• Document passage:
———
# Ultra HDTV in different Size



## sumit_anand (Dec 27, 2012)

Looks like CES 2013 is going to grab a lot of consumers attention with regards to the new launch in TV section. LG is going to show off their 55", 65" and 84" ultra HDTV's. There are also some rumors that Toshiba is planning to launch it's 94" 4K TV in 2013, Who knows that we can hear something about this in the CES 2013.


----------



## Minion (Dec 27, 2012)

^^Toshiba already have 4k glassless 3D t.v lunched in India refer their site plz.


----------



## sumit_anand (Dec 28, 2012)

Minion said:


> ^^Toshiba already have 4k glassless 3D t.v lunched in India refer their site plz.



The model you are referring to is the 55" TV while i am talking about the rumors about 94" 4k TV from Toshiba. Right now only two brands LG and Sony have their Ulta HDTV's in 84" size. On the other hand LG is planning to launch their small screen size ultra HDTV to attract more consumers and target those users who can't the 84" ultra hdtv because of the huge price. We have to wait till CES 2013 to get this news become official.


----------



## LGWRSherlock (Jan 3, 2013)

sumit_anand said:


> Looks like CES 2013 is going to grab a lot of consumers attention with regards to the new launch in TV section. LG is going to show off their 55", 65" and 84" ultra HDTV's. There are also some rumors that Toshiba is planning to launch it's 94" 4K TV in 2013, Who knows that we can hear something about this in the CES 2013.



Well, the price of the 84-inch LM9600 is mostly due to the sheer size of the panel itself, as the price increases exponentially the larger a panel is (I'm assuming because the rejection rate is higher if the panel is larger).  Now that there will be smaller sizes available, we should see considerable drops in prices!  

LG WRman Sherlock, out!


----------



## sumit_anand (Jan 7, 2013)

LGWRSherlock said:


> Well, the price of the 84-inch LM9600 is mostly due to the sheer size of the panel itself, as the price increases exponentially the larger a panel is (I'm assuming because the rejection rate is higher if the panel is larger).  Now that there will be smaller sizes available, we should see considerable drops in prices!
> 
> LG WRman Sherlock, out!
———
• Dataset rows:
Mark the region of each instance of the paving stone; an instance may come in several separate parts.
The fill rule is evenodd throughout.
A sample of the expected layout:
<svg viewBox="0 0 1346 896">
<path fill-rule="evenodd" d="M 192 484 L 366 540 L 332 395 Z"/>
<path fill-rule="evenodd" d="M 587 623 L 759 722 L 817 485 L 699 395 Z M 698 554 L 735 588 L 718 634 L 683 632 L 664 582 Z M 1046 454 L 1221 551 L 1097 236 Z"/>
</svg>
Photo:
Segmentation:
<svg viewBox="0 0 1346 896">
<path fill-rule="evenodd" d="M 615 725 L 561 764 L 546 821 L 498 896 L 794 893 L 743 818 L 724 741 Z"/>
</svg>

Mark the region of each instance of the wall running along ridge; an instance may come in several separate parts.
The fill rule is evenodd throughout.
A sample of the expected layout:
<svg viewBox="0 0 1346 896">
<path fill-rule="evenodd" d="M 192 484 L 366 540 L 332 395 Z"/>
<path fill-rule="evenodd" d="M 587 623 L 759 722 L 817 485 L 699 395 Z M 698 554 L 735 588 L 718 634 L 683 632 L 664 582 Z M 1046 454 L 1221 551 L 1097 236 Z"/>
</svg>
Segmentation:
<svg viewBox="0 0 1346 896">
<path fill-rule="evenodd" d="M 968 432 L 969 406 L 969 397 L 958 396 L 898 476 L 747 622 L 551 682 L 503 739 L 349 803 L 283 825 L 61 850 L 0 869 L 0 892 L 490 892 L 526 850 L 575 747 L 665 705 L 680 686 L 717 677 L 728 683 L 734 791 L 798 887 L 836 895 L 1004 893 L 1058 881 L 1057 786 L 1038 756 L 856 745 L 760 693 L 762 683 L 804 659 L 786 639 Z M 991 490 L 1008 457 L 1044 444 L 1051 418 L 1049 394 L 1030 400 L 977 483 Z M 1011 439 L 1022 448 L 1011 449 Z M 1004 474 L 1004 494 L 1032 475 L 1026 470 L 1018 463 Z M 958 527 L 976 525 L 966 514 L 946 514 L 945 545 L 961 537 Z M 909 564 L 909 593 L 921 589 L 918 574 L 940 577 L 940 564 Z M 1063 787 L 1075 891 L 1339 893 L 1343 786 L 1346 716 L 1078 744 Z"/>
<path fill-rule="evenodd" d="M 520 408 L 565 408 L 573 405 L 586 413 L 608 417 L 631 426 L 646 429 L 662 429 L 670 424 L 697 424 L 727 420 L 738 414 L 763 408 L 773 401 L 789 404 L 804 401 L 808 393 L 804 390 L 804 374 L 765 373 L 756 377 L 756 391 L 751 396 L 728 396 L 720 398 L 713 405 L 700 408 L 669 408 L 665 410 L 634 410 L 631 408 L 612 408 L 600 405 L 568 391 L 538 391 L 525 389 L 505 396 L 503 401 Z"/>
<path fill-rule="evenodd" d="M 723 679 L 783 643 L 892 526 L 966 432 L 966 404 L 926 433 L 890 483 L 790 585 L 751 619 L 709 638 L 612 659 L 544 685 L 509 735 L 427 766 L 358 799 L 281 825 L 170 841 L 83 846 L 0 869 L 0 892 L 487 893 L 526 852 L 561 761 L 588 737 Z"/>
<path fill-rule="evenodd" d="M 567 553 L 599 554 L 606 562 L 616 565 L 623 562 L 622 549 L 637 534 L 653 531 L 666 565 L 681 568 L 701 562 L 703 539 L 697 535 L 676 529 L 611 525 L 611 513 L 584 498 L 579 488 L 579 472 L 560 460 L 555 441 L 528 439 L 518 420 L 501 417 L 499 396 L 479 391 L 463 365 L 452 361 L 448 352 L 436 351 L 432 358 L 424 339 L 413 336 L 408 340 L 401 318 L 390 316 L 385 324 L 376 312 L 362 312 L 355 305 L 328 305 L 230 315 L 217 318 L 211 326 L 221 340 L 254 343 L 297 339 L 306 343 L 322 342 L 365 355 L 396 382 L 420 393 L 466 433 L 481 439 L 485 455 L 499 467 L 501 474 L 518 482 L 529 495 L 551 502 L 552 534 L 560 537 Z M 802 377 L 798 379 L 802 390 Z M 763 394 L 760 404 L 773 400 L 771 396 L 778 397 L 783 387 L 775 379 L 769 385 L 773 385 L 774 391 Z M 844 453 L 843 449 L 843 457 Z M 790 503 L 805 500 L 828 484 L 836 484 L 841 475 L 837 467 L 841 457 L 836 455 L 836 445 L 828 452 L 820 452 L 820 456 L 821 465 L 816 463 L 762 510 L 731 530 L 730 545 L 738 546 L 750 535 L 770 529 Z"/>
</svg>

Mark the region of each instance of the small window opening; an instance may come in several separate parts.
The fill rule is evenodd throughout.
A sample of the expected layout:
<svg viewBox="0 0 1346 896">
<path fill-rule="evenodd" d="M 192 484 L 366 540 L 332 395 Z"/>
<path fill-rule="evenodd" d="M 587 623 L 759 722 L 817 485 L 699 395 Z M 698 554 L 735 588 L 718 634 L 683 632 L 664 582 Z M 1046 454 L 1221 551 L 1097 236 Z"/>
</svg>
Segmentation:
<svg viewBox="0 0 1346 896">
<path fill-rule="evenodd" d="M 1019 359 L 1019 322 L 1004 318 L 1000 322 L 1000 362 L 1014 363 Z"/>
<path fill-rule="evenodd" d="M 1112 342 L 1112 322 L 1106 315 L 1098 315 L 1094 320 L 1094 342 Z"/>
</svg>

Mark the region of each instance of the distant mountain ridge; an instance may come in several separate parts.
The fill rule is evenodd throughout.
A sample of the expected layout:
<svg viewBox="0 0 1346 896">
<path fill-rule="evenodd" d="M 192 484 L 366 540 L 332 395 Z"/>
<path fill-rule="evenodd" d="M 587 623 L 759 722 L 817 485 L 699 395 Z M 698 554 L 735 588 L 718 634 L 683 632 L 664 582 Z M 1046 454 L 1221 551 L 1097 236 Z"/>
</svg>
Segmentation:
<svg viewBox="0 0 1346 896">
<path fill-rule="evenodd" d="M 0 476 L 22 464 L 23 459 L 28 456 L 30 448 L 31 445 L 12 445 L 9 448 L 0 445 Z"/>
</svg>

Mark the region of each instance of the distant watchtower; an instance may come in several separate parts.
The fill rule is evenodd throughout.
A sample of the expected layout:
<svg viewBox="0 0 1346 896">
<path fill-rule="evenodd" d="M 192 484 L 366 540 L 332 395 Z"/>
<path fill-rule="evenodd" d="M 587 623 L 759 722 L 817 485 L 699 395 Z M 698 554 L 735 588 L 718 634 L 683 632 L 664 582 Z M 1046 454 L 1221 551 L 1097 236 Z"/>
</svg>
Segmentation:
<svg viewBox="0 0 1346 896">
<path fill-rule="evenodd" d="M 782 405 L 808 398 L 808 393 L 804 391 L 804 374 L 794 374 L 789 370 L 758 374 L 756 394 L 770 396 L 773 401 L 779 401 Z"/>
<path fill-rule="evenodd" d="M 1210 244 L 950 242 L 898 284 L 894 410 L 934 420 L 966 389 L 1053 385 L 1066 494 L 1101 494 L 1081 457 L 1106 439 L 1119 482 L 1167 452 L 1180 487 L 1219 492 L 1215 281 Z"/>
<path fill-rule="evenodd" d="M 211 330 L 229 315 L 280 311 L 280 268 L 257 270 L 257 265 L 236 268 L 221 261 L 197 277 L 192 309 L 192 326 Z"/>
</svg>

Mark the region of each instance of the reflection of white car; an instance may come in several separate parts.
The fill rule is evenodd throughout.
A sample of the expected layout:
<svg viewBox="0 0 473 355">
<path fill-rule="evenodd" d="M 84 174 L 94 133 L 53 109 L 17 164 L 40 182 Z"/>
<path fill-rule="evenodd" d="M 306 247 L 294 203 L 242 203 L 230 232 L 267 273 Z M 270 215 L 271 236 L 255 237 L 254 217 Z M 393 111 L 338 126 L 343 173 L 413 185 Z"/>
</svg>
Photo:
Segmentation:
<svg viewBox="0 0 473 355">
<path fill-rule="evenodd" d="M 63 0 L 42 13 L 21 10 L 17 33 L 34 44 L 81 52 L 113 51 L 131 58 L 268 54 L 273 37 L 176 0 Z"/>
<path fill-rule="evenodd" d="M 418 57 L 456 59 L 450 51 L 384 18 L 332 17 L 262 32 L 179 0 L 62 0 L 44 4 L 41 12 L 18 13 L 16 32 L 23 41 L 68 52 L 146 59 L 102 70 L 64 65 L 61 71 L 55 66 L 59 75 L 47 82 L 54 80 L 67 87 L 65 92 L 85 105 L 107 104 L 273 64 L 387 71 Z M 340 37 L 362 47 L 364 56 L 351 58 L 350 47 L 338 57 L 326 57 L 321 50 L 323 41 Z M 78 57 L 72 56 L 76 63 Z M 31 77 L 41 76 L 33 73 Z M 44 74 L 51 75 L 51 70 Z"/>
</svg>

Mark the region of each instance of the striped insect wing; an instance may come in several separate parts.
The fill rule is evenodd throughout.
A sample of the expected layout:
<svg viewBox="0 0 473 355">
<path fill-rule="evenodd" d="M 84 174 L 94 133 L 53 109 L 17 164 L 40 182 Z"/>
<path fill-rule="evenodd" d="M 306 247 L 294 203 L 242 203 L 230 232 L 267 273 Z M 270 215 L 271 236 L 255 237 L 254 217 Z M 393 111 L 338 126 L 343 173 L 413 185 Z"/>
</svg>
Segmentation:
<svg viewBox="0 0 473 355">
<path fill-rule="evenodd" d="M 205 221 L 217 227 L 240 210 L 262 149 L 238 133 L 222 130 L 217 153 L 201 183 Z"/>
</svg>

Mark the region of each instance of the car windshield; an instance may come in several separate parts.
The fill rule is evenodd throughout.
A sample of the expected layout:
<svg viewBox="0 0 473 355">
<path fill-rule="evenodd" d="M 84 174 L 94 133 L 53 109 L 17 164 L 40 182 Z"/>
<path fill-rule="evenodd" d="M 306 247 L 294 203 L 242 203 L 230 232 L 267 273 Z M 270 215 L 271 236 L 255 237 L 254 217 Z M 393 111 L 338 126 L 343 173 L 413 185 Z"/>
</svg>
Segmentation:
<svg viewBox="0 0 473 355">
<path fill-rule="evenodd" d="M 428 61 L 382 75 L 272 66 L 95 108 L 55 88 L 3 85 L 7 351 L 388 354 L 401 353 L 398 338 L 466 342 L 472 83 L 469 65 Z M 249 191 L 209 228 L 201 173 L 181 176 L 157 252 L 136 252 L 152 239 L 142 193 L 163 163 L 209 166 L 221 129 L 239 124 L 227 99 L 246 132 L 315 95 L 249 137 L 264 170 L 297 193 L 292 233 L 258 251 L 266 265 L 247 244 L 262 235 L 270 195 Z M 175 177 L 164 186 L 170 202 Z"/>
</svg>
———
• Short problem A:
Using the Ultra HDTV forum thread, mark each statement yes or no and quote the words from the thread that decide it. (i) According to sumit_anand, LG and Sony are the only brands with Ultra HDTVs in the 84" size. (ii) LGWRSherlock attributes the price of the 84-inch LM9600 mainly to its software features. (iii) Minion claims that Toshiba's 4K glassless 3D TV has already been launched in India.
• Short problem B:
Write the next part of the Ultra HDTV forum thread, starting right after its final quoted lines.

• Task answer A:
(i) Yes: "Right now only two brands LG and Sony have their Ulta HDTV's in 84" size."
(ii) No: "the price of the 84-inch LM9600 is mostly due to the sheer size of the panel itself"
(iii) Yes: "Toshiba already have 4k glassless 3D t.v lunched in India"

• Task answer B:
Yeah, Agreed about the drop in price due to the smaller size of the panels but don't you think that the watching experience of the 4k contents on a 55" or a 65" won't be as good as watching them at 84" TV...What you say Sherlock?


----------



## LGWRSherlock (Jan 8, 2013)

sumit_anand said:


> Yeah, Agreed about the drop in price due to the smaller size of the panels but don't you think that the watching experience of the 4k contents on a 55" or a 65" won't be as good as watching them at 84" TV...What you say Sherlock?



A similar question was asked on another forum that I had answered already, so I'll copy and paste it from there:

It all depends on how far away from the TV you are planning to sit. For example, let's say you have a 55-inch 1080p TV. There is an absolute minimum distance that you must sit from the TV before you will begin to see individual pixels. If you see individual pixels, needless to say, the picture will not look very good. Having a 4K resolution on that same 55-inch TV will allow you to sit much close to the TV before you can begin to see the individual pixels. The closer you sit to the TV, the "larger" the TV looks! However, let's say you want to put a 4K panel into a 32 inch TV. Well, the minimum seating distance from a 32-inch TV is already pretty small, so reducing that minimum distance will not do much. A 4K resolution on a 32 inch screen means you will have to be literally inches from the TV before you begin to see pixelation, so having a 4K resolution on a 32 inch screen does not make much sense.  

Long story short, I would say that the minimum screen size required to see the full benefits of 4K would be a 55-inch screen.

LG WRman Sherlock, out!


----------



## ashutosh_jain (Jan 8, 2013)

LGWRSherlock said:


> Well, the price of the 84-inch LM9600 is mostly due to the sheer size of the panel itself, as the price increases exponentially the larger a panel is (I'm assuming because the rejection rate is higher if the panel is larger).  Now that there will be smaller sizes available, we should see considerable drops in prices!
> 
> LG WRman Sherlock, out!



Will we get the same features in the TV as there are in LM9600 despite the decrease in screen size? And yes, lower price is definitely is a welcome development. I mean how many people in India can afford the high price? Long live EMI!


----------



## LGWRSherlock (Jan 8, 2013)

ashutosh_jain said:


> Will we get the same features in the TV as there are in LM9600 despite the decrease in screen size? And yes, lower price is definitely is a welcome development. I mean how many people in India can afford the high price? Long live EMI!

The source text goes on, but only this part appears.